* WRITTEN INSTRUCTION
Copy the items below word for word, from the first line up to and including the line containing "top-left (670, 238), bottom-right (717, 289)".

[Annotated coordinate records]
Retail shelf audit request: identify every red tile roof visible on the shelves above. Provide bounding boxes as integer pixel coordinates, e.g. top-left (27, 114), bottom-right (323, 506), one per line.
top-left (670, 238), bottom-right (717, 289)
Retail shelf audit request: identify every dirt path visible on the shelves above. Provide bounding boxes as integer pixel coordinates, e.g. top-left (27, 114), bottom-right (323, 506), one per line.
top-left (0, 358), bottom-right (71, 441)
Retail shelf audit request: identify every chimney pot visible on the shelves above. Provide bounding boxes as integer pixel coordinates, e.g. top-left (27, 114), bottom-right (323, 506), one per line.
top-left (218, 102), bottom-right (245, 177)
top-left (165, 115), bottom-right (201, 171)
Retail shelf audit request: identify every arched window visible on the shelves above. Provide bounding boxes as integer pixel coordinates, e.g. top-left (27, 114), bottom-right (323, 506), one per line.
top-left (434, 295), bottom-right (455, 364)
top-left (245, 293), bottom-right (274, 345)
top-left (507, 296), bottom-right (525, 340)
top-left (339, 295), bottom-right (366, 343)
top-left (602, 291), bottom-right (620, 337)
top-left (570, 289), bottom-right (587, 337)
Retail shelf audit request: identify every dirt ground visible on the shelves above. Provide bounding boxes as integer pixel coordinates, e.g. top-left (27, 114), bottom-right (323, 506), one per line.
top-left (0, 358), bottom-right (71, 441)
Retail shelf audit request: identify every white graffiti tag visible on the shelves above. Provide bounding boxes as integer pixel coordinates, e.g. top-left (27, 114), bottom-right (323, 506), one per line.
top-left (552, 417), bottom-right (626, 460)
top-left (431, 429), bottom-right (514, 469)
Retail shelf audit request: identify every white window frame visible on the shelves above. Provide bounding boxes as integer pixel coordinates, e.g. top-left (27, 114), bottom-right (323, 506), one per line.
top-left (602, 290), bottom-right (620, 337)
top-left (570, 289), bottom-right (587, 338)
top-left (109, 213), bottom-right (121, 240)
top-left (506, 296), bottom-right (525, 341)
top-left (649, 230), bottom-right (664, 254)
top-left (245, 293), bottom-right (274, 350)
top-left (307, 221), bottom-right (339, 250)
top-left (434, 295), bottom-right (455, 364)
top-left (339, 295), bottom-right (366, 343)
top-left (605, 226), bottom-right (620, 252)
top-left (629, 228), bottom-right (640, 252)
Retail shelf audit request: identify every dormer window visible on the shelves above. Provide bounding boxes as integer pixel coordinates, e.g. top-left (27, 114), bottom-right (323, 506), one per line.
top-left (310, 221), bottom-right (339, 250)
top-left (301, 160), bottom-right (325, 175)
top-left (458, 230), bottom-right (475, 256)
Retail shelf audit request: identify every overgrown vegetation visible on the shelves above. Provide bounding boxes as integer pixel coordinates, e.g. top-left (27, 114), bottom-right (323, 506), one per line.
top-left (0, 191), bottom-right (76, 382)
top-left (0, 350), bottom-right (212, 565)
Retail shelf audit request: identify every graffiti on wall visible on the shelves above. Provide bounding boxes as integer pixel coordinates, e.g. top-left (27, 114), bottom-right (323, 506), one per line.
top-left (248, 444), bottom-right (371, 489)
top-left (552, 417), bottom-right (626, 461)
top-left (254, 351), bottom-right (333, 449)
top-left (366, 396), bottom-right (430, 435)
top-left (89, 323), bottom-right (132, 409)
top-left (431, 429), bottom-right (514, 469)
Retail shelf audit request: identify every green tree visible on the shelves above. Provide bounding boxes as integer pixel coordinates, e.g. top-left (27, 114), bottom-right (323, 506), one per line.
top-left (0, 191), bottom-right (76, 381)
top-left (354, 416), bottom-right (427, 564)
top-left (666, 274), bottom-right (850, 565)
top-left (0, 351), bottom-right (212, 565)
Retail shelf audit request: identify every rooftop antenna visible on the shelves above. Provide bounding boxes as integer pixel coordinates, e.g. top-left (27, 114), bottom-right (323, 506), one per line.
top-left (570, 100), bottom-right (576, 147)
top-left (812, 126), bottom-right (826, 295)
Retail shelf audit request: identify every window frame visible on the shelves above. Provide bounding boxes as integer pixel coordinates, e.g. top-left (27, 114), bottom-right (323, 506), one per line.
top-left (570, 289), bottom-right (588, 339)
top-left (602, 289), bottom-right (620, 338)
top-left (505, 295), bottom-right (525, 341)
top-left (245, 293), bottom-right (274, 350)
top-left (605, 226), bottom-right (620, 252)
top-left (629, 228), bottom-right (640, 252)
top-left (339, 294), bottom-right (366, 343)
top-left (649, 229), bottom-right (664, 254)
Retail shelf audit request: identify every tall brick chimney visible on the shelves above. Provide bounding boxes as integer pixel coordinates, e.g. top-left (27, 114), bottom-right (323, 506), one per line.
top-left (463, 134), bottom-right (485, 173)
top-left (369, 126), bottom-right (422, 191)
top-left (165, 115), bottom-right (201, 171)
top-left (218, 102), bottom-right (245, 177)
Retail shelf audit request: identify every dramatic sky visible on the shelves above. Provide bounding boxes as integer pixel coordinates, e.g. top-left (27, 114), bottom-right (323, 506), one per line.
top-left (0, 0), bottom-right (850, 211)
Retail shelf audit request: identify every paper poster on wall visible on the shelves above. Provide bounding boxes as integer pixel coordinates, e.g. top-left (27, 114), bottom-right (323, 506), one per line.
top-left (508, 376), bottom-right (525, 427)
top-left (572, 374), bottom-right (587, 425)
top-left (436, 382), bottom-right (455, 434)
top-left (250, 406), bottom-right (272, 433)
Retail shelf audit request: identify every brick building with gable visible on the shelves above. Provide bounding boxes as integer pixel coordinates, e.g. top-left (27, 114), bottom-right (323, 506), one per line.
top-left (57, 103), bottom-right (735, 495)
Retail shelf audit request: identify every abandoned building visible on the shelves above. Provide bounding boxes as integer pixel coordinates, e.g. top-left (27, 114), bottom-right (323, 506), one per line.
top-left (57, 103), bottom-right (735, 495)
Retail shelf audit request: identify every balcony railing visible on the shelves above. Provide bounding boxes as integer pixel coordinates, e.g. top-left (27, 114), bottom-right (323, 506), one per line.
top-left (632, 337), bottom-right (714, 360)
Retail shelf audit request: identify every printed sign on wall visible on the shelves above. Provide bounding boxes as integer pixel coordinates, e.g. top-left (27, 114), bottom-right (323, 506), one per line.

* THE REPLY
Retail shelf audit request: identify every red tile roof visible on the shelves above. Provide bounding boxes as integer pixel coordinates, e.g. top-left (27, 114), bottom-right (323, 506), one per line.
top-left (670, 238), bottom-right (717, 289)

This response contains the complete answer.